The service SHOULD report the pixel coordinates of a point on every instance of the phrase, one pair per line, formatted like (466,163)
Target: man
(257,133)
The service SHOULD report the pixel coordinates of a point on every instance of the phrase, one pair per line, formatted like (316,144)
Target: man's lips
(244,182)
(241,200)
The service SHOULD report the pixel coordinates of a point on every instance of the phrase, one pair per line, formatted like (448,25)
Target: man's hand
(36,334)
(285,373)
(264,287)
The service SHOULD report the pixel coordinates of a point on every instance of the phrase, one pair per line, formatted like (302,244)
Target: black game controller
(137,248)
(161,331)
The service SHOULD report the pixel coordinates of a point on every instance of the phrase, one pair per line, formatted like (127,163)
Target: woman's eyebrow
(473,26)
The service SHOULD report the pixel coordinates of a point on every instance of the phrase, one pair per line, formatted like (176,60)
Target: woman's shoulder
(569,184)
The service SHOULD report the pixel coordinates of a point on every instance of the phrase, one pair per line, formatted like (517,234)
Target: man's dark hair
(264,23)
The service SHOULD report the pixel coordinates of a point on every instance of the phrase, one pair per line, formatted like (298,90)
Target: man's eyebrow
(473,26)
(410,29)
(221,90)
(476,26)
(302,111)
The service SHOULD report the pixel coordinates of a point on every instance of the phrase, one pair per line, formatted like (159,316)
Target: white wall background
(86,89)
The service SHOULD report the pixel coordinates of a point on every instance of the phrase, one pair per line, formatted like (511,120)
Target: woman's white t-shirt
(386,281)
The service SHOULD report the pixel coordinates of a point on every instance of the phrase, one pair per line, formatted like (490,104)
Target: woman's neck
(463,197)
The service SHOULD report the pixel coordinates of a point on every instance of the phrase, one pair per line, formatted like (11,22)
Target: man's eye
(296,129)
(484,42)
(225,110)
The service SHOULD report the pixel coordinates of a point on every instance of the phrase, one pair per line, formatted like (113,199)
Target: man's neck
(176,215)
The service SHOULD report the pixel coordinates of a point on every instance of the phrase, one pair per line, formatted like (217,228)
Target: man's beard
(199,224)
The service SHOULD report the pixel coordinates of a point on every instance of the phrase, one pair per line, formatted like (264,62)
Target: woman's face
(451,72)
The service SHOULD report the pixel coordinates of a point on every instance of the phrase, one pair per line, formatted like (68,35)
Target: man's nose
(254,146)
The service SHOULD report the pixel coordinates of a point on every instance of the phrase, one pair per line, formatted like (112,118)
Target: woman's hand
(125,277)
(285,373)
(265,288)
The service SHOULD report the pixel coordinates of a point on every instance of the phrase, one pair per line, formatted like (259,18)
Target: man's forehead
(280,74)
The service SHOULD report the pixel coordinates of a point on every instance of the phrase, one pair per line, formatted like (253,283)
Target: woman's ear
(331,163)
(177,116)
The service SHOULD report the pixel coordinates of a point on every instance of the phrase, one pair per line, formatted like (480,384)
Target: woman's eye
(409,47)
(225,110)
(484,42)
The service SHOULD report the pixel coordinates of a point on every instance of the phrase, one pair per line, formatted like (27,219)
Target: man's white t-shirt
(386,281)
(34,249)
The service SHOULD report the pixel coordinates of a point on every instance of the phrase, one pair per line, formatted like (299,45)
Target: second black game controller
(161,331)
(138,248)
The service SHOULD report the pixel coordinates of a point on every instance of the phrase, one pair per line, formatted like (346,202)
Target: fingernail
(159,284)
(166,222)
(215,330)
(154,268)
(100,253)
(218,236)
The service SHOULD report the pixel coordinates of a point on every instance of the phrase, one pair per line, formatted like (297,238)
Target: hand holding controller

══════════

- Exercise directions -
Using the listing above, reproduce each line without omission.

- Result of this task -
The service SHOULD report the pixel coordinates of a point on every instance of the phrase, one pair per line, formatted like (466,163)
Target: man
(257,133)
The service SHOULD report the pixel coordinates of a point on every instance of the phrase, one pair per line, formatted like (316,144)
Target: man's lips
(244,182)
(241,200)
The service SHOULD report the pixel coordinates of a point on every instance of the phrase, one pair per line, formatted like (448,25)
Target: man's hand
(36,334)
(285,373)
(264,287)
The service SHOULD report the pixel coordinates of a point on every instance of the phrase, one pair per line, formatted like (302,244)
Target: black game controller
(137,248)
(161,331)
The service SHOULD report the pixel coordinates of a point on every instance of the phrase, one pair per line, formatted like (127,163)
Target: woman's eyebrow
(473,26)
The service SHOULD report the pixel coordinates of a point on every instance of the phrase, one pair per line, formatted like (176,60)
Target: woman's shoulder
(569,184)
The service SHOULD report the pixel coordinates of a point on every instance of the phrase, one pair per line, formatted like (517,234)
Target: man's dark hair
(264,23)
The service SHOULD report the pixel coordinates of a point on every instance of the phrase, one pair per line, formatted like (298,90)
Target: man's eyebrow
(473,26)
(410,29)
(221,90)
(476,26)
(302,111)
The service SHOULD report the pixel coordinates of a point on every instance of the phrase, one pair per line, formatted like (159,316)
Target: white wall background
(86,89)
The service SHOULD report the pixel coordinates of a point on every instance of the phrase, one pair per line, formatted like (511,120)
Target: woman's white t-shirt
(386,281)
The service SHOULD report the pixel coordinates of a point on every instance of the phrase, one pair per line, formatted like (490,104)
Target: woman's neck
(463,197)
The service SHOULD report the pixel coordinates of a point on every instance of the phrase, one pair per line, formatted like (11,22)
Target: man's eye
(296,129)
(484,42)
(225,110)
The service SHOULD report the pixel coordinates of a point on every instance of the phrase, one pair per line, formatted like (113,199)
Target: man's neck
(176,215)
The service SHOULD report the pixel coordinates of a point on every instance of the phrase, one pair per line, formatted like (217,228)
Target: man's beard
(199,224)
The service SHOULD report the pixel coordinates of a point on every instance of the phrase, one pair per line, formatted like (264,62)
Target: woman's face
(451,72)
The service SHOULD report the pixel coordinates of a point on every instance of the phrase, one pair per line, formatted like (68,35)
Target: man's nose
(254,146)
The service SHOULD report the pixel coordinates of a point on every instance of the phrase, one pair per line, formatted like (112,118)
Target: woman's hand
(125,277)
(285,373)
(265,288)
The service SHOULD report the pixel coordinates of a point on every instance of the phrase, one pair per line, formatted like (259,18)
Target: man's forehead
(280,74)
The service SHOULD report the pixel coordinates of a point on every instance of the phrase, one pair per line, formatted like (253,283)
Target: woman's ear
(331,163)
(177,116)
The service SHOULD report the pixel coordinates of a point on every instance of the phrase, one pair per line, formatted like (480,384)
Target: woman's eye
(409,47)
(225,110)
(484,42)
The service SHOULD report the pixel coordinates of a point on every instance of the phrase, one pair per line, formatted like (27,219)
Target: man's white t-shirt
(386,281)
(34,249)
The service SHOULD report the pixel coordinates of a point on every instance of the phrase, one pair per line, formatted like (299,45)
Target: second black game controller
(161,331)
(138,248)
The service SHOULD report the pixel coordinates of a point on every instance of the phrase, one pair per line, formatted like (346,202)
Target: fingernail
(159,284)
(166,222)
(215,330)
(154,268)
(100,253)
(218,236)
The service SHOULD report the pixel coordinates of a point on every instance of the phrase, one pair per line, formatted like (297,238)
Target: hand holding controller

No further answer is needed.